◆ **What is required**
Repeat verbatim, and only, the lines of the data below, beginning at the line that contains "Locate every instance of the dirt" and stopping after the line that contains "Locate every instance of the palm-like".

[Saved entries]
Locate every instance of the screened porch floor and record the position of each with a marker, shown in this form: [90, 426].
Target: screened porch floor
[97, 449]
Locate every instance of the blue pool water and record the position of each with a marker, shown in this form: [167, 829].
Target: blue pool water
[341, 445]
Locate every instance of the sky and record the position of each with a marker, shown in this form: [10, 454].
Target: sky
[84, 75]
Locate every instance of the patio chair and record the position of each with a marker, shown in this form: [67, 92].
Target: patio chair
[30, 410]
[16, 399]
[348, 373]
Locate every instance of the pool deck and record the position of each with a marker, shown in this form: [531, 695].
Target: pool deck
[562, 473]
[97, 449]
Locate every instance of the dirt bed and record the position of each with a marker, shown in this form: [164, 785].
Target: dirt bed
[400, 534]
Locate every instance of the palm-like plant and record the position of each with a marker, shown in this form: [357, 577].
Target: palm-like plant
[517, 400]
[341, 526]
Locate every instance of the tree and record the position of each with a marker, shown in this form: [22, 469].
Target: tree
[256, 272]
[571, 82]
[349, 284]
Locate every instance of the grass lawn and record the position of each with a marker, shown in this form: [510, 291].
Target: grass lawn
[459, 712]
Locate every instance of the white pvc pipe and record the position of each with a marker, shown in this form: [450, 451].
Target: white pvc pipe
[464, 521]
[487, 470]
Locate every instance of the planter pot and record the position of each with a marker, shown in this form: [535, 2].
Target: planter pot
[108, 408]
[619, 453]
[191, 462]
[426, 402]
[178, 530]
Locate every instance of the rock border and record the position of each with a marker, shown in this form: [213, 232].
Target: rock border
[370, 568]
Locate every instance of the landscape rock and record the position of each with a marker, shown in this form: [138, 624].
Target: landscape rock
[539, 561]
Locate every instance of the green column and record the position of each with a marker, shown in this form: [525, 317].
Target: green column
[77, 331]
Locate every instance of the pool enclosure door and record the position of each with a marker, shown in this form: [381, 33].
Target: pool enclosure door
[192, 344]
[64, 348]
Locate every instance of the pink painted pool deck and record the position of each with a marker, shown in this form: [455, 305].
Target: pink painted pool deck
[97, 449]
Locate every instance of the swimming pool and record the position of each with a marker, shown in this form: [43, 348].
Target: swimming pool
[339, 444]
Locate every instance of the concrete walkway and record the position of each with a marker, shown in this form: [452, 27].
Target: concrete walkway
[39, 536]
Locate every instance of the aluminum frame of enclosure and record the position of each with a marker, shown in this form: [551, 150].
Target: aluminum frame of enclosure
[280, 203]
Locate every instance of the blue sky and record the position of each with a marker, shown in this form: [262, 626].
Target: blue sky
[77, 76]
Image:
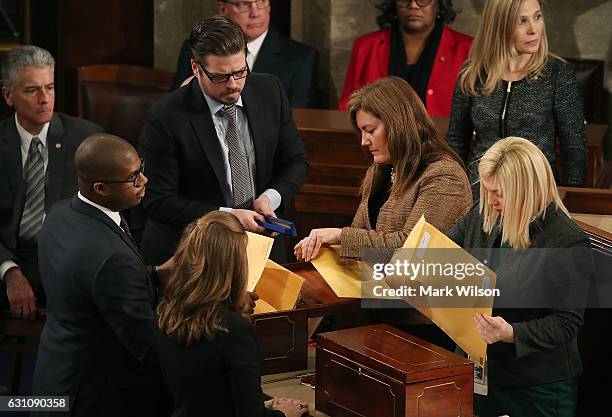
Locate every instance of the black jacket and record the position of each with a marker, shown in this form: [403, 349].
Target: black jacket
[219, 377]
[97, 343]
[295, 64]
[545, 348]
[65, 134]
[538, 110]
[184, 163]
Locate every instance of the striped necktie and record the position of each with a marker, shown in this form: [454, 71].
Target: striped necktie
[242, 186]
[34, 207]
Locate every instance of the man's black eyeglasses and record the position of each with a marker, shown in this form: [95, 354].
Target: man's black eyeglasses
[404, 4]
[223, 78]
[244, 6]
[134, 180]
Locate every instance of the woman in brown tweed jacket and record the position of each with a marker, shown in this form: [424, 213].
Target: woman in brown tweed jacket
[414, 173]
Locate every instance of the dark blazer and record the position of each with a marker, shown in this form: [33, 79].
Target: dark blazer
[295, 64]
[187, 177]
[64, 136]
[97, 344]
[231, 363]
[545, 348]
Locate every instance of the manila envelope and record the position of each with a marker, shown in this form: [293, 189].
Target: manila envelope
[344, 278]
[258, 251]
[278, 289]
[457, 323]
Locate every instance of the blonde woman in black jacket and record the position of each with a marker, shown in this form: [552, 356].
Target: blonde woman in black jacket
[512, 86]
[543, 263]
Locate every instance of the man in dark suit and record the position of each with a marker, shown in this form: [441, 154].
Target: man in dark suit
[226, 141]
[296, 65]
[97, 344]
[36, 170]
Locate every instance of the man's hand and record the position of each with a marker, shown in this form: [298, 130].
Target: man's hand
[247, 219]
[262, 205]
[494, 329]
[20, 294]
[308, 248]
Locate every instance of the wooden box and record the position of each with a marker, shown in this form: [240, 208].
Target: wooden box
[379, 371]
[283, 335]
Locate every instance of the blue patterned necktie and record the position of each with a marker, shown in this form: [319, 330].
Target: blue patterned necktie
[242, 186]
[34, 207]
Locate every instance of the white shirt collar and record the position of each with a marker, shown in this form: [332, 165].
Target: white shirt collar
[253, 47]
[215, 106]
[26, 137]
[114, 215]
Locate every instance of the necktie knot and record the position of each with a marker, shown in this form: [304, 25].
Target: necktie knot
[229, 111]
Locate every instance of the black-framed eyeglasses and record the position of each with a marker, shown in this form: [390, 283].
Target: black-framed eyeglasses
[244, 6]
[223, 78]
[134, 180]
[404, 4]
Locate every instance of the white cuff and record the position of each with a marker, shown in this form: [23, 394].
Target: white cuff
[5, 266]
[274, 197]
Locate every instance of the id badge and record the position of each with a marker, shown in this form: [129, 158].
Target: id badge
[481, 385]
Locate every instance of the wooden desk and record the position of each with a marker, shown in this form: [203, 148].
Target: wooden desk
[283, 335]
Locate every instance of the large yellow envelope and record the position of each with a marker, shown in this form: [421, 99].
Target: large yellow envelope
[278, 289]
[457, 323]
[258, 251]
[343, 278]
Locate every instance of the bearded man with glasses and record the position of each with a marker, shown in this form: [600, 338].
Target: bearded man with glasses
[225, 141]
[294, 63]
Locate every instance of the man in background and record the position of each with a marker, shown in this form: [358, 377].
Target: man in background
[37, 148]
[294, 63]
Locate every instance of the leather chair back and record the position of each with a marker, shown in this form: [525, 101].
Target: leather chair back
[590, 74]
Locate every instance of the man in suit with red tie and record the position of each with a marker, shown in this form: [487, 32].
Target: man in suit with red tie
[37, 148]
[97, 344]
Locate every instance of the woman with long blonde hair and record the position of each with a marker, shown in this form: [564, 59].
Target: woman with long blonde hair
[413, 173]
[207, 346]
[532, 359]
[512, 85]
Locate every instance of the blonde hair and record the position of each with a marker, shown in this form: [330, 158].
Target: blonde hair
[493, 48]
[210, 274]
[523, 175]
[412, 138]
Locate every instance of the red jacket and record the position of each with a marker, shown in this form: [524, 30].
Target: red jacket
[370, 62]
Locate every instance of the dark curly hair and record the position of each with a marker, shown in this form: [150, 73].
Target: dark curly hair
[388, 14]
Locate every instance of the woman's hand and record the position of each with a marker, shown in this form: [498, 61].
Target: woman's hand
[289, 407]
[308, 248]
[494, 329]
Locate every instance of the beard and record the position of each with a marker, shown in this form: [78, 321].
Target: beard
[227, 96]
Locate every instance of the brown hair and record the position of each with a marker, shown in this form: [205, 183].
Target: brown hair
[217, 35]
[413, 140]
[210, 274]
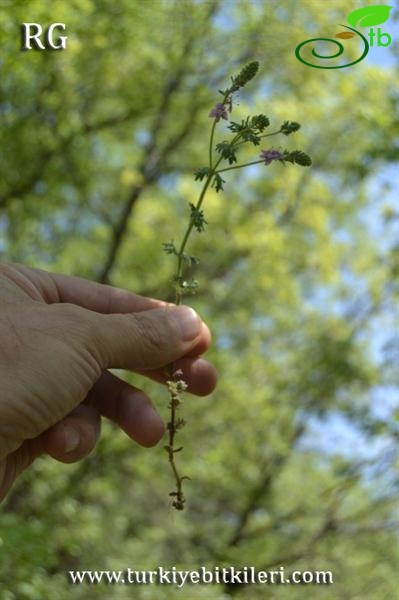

◆ **Solution to the exercise**
Locate every instance of the dirt bed and record the position of each with a marker, shown in this form: [164, 785].
Target: dirt bed
[400, 534]
Locate every instance of the palm-like plant and record the position of each with a marker, shown in this form: [357, 577].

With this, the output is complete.